A verbatim copy of the entries is the required answer.

Natural-language object grounding data
▬▬▬

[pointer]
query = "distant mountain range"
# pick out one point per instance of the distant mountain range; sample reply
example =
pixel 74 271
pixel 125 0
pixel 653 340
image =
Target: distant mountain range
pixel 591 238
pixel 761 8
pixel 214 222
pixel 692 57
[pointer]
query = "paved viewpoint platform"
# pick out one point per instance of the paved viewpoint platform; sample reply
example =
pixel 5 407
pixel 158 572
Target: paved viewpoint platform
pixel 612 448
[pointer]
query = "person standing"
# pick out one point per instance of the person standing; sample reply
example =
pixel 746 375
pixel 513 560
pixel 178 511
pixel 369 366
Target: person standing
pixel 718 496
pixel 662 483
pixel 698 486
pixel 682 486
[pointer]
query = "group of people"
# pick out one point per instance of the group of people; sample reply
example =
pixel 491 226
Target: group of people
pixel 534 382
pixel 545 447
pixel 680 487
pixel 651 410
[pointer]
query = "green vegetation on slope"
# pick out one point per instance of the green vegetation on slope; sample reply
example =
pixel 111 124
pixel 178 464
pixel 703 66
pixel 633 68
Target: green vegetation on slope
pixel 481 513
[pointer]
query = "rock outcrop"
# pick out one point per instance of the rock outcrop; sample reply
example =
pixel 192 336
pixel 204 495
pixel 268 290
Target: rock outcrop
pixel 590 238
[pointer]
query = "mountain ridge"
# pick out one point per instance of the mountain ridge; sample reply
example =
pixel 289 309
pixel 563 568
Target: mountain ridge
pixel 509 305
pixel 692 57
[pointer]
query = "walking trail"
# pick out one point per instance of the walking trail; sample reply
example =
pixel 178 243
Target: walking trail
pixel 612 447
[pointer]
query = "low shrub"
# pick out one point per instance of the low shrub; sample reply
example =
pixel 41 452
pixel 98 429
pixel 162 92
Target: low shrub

▬▬▬

Exercise output:
[pointer]
query = "distant mountain range"
# pick out one point per instance of the distant mountain range; sample reply
example =
pixel 74 271
pixel 125 0
pixel 653 340
image =
Target: distant mountain range
pixel 591 238
pixel 761 8
pixel 214 222
pixel 692 57
[pointer]
query = "paved viewpoint platform"
# pick out one point per instance of the paved viewpoint platform; sample reply
example =
pixel 5 407
pixel 158 572
Target: paved viewpoint platform
pixel 612 448
[pointer]
query = "person standing"
# pick out one point per instance of the person standing; sample reply
example =
pixel 746 375
pixel 513 560
pixel 178 511
pixel 369 366
Target: person standing
pixel 718 496
pixel 662 483
pixel 698 486
pixel 682 486
[pointer]
query = "group of people"
# pick out one point per instance of the group of people; sample reply
example =
pixel 491 226
Target: group of people
pixel 534 382
pixel 545 447
pixel 680 487
pixel 651 410
[pointer]
query = "green vegetation on slope"
# pick out one point per instance of the green vegetation on slope; sample reply
example =
pixel 111 124
pixel 178 464
pixel 703 66
pixel 633 68
Target: green vegetation on slope
pixel 481 513
[pointer]
query = "rock outcrop"
# pick out one point per instance of the rock outcrop; sample reply
example =
pixel 192 336
pixel 204 495
pixel 268 290
Target: rock outcrop
pixel 590 238
[pointer]
query = "mountain ridge"
# pick out one point per instance of the mountain ridge; sample reply
example =
pixel 289 309
pixel 563 568
Target: mountain ridge
pixel 509 305
pixel 692 57
[pointer]
query = "walking trail"
# pick out one point per instance of the walking trail; sample reply
example =
pixel 178 243
Target: walking trail
pixel 612 447
[pointer]
query = "low shrub"
# pick out one point per instance of the low shrub; sample reply
example =
pixel 41 452
pixel 98 429
pixel 162 92
Target: low shrub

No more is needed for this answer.